- Written request: Show each line of the rows below that contains the string "edging", copied in full. Match case exactly.

- Supplied data:
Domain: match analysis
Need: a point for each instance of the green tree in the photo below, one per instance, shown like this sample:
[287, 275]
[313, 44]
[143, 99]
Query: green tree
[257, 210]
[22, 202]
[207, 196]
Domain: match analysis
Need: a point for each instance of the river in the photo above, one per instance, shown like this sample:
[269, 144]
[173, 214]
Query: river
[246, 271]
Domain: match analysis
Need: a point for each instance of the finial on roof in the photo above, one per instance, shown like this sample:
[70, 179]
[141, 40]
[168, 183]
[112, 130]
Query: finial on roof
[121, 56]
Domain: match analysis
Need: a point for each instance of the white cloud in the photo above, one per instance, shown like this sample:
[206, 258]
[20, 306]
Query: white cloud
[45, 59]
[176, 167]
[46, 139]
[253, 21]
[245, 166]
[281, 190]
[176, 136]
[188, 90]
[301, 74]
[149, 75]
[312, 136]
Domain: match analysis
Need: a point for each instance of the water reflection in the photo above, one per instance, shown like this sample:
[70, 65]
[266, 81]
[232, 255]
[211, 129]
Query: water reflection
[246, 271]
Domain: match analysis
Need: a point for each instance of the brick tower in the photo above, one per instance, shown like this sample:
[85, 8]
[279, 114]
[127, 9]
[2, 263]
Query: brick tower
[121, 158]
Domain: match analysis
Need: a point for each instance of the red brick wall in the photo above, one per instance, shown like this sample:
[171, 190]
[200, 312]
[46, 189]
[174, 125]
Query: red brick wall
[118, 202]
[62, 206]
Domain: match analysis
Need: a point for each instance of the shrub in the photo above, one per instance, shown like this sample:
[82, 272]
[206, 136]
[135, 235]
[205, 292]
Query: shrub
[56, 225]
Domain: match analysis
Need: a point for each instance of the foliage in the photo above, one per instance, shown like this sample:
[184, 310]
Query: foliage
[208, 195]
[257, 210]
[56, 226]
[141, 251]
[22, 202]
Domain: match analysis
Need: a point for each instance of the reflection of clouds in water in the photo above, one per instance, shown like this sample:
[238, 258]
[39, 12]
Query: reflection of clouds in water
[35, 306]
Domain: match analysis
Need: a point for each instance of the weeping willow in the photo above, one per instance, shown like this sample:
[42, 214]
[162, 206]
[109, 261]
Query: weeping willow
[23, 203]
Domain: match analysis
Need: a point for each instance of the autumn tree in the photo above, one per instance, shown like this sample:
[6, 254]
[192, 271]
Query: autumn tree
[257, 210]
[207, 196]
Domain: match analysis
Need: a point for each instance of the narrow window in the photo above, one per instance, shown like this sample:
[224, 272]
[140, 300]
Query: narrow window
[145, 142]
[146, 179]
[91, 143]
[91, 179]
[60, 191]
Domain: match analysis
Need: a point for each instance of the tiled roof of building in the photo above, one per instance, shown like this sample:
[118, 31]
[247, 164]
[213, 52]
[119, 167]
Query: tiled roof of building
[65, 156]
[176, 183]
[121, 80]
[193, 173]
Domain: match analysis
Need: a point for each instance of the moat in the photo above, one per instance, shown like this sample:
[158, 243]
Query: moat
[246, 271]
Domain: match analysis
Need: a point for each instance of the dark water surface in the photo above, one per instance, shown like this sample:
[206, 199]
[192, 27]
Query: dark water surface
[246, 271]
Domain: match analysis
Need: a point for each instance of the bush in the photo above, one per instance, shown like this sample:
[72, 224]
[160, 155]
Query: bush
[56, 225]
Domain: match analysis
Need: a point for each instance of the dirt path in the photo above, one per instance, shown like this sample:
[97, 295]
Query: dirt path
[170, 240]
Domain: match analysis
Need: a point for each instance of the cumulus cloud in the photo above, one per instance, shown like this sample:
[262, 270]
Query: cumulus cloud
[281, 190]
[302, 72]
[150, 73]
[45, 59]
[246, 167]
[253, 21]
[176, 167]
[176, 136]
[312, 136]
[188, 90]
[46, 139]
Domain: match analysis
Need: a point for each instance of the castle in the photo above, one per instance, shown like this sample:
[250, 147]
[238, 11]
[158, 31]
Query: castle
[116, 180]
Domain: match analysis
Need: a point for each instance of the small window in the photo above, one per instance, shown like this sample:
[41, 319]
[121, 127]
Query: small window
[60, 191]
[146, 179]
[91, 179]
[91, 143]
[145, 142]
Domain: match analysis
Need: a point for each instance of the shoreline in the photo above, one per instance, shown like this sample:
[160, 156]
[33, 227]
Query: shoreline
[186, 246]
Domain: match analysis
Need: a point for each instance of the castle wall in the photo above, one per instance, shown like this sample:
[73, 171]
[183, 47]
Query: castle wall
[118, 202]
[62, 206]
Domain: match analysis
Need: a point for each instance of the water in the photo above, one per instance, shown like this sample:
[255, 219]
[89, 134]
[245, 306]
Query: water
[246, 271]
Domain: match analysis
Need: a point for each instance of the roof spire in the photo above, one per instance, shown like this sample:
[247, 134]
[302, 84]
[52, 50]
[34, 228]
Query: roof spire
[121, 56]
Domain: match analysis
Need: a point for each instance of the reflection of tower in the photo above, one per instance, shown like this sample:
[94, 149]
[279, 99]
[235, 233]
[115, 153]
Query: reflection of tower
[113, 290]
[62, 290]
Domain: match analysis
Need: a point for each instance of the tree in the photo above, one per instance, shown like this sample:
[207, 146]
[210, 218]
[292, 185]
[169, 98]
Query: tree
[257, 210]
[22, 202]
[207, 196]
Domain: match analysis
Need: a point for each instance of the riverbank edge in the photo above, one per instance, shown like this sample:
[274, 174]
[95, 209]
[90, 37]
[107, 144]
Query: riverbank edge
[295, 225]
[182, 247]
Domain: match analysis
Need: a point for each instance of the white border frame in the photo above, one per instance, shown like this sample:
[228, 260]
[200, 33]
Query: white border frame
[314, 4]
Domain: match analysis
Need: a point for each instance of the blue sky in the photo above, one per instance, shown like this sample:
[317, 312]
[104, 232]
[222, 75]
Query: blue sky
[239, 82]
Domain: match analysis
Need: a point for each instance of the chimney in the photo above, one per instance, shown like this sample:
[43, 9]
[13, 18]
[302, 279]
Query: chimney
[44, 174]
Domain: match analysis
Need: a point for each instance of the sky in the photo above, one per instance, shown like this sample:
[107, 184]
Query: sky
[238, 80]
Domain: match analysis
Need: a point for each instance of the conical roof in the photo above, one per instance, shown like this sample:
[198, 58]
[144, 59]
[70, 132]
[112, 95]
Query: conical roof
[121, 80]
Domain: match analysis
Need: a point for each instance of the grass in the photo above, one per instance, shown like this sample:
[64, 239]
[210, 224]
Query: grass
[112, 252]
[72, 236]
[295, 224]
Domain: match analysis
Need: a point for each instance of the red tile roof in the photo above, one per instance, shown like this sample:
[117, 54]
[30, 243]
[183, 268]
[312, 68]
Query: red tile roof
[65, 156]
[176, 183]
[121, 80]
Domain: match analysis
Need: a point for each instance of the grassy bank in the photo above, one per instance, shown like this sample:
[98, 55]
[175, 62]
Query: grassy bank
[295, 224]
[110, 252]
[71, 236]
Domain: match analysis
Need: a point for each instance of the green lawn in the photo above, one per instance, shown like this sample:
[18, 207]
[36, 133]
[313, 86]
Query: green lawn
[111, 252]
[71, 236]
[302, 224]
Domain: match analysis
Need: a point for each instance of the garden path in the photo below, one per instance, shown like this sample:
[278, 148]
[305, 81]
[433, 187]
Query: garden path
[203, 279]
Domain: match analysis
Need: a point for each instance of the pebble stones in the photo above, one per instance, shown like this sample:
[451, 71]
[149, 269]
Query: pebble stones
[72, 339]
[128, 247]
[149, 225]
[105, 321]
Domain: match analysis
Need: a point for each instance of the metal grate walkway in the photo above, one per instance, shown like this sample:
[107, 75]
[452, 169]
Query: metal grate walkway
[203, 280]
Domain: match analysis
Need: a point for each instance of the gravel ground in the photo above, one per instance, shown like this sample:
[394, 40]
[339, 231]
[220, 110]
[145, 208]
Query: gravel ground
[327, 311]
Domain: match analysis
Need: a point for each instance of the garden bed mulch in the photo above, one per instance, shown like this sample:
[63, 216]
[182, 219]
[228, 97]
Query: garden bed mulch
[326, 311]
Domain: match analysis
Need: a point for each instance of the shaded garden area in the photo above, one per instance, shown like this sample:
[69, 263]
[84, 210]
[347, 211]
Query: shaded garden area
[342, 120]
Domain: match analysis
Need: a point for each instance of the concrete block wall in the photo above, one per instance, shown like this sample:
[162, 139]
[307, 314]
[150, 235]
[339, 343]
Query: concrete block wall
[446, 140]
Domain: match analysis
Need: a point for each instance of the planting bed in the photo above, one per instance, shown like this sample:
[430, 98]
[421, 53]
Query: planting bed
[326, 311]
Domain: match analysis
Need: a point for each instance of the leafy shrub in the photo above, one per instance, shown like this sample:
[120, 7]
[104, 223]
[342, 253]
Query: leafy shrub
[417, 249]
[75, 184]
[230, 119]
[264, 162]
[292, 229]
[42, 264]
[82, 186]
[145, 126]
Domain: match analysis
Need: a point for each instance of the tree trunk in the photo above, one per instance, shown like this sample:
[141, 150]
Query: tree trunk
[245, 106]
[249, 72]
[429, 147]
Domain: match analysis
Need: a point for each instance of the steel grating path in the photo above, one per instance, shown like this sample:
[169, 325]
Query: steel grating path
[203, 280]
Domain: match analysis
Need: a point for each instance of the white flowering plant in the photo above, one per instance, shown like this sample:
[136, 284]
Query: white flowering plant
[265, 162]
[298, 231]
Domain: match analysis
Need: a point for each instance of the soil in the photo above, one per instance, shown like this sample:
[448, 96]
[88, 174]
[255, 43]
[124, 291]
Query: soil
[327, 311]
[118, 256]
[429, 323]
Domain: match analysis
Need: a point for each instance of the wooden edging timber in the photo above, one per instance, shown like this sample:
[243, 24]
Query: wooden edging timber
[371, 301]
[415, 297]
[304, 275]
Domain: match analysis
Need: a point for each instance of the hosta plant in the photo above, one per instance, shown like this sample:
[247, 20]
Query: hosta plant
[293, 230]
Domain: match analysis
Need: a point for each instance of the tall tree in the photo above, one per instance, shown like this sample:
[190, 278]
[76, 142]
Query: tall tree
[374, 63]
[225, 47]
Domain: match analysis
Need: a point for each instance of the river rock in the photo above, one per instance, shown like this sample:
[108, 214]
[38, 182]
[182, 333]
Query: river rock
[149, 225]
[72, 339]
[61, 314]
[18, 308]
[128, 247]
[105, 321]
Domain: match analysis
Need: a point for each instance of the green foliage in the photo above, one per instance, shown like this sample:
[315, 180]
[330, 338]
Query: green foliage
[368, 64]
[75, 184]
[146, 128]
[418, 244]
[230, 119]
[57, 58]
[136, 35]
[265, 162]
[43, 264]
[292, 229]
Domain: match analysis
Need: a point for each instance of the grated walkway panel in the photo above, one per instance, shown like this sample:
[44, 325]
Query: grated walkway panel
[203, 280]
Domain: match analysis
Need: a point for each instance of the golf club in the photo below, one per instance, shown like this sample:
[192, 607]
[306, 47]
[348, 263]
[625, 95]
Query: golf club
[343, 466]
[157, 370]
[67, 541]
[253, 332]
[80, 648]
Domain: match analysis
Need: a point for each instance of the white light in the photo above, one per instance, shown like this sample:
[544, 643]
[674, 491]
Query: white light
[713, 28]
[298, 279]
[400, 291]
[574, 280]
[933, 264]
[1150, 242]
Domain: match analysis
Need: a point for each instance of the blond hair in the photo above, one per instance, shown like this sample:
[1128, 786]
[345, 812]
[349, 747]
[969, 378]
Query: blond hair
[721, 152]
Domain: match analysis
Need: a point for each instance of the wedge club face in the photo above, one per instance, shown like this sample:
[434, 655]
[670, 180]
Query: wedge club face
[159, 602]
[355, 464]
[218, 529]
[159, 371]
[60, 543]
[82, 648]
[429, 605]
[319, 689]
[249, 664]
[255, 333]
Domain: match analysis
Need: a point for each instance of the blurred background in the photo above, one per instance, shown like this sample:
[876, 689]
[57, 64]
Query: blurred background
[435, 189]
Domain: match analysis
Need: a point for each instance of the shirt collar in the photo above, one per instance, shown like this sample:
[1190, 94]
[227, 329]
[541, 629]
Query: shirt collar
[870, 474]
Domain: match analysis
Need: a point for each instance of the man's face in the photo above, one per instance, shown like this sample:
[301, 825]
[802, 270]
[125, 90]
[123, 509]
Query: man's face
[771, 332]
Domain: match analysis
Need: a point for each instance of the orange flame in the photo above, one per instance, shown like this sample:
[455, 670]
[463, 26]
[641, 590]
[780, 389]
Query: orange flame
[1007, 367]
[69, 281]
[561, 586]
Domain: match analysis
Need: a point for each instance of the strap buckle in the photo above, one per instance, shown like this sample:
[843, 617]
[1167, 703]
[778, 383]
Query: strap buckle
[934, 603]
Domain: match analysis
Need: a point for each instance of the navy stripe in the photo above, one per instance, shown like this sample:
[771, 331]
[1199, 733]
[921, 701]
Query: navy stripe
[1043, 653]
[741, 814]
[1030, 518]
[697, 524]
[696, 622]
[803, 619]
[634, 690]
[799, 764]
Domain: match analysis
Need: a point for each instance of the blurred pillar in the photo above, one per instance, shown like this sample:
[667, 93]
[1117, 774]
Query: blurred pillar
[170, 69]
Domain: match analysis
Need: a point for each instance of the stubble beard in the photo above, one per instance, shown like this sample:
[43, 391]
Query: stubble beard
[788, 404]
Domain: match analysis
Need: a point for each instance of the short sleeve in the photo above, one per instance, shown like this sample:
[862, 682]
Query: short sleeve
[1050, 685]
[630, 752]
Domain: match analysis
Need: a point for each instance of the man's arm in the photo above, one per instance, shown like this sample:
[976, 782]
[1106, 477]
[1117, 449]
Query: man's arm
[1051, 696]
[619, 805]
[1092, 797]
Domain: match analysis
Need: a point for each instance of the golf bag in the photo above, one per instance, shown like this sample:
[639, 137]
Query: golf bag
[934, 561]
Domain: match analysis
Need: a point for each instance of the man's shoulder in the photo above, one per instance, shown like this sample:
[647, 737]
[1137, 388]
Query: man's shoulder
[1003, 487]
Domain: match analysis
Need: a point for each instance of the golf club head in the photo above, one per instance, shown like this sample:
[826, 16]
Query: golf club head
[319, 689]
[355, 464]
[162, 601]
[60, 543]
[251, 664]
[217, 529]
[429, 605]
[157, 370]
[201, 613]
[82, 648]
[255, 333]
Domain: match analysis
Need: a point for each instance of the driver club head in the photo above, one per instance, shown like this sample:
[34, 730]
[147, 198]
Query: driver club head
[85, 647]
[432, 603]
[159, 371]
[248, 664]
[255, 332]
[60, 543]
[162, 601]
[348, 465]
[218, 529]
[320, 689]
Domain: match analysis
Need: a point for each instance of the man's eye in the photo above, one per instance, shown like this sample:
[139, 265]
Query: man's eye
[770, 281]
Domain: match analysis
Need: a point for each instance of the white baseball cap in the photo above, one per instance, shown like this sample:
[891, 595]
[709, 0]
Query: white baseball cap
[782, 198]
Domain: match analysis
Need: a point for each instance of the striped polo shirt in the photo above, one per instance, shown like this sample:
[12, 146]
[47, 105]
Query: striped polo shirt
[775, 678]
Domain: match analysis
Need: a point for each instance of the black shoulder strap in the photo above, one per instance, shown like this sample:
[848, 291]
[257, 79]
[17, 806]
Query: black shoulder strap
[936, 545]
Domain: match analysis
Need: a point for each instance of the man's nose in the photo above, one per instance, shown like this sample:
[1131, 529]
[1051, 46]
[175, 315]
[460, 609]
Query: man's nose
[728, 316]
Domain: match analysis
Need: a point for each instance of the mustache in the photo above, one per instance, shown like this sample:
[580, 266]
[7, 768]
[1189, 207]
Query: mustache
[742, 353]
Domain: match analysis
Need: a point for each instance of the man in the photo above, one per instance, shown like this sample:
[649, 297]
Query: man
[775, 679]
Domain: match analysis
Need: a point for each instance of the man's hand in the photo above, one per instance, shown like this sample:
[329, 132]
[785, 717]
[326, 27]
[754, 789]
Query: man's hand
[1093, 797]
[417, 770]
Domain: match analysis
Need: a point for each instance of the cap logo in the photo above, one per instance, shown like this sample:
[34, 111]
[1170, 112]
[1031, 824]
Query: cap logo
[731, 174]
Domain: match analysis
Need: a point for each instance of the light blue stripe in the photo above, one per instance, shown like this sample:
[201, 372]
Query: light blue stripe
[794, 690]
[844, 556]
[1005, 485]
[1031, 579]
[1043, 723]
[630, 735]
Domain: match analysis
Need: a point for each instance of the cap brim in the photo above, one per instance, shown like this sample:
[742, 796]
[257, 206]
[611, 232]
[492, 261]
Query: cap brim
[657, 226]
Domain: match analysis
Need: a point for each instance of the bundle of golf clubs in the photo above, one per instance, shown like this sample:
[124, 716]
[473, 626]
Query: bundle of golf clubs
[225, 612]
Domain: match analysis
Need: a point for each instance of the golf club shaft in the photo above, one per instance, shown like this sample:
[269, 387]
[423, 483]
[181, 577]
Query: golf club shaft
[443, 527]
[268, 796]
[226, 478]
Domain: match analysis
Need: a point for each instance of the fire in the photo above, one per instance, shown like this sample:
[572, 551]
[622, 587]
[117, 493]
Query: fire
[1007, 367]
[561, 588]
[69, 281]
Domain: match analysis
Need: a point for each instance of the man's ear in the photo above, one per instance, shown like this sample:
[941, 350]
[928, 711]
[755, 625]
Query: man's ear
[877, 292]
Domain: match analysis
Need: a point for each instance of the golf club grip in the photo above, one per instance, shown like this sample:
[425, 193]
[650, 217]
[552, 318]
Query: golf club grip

- Solved problem:
Need: a point for each instance of the wooden edging timber in the photo above, one per instance, shown like this sample:
Query: wooden edging timber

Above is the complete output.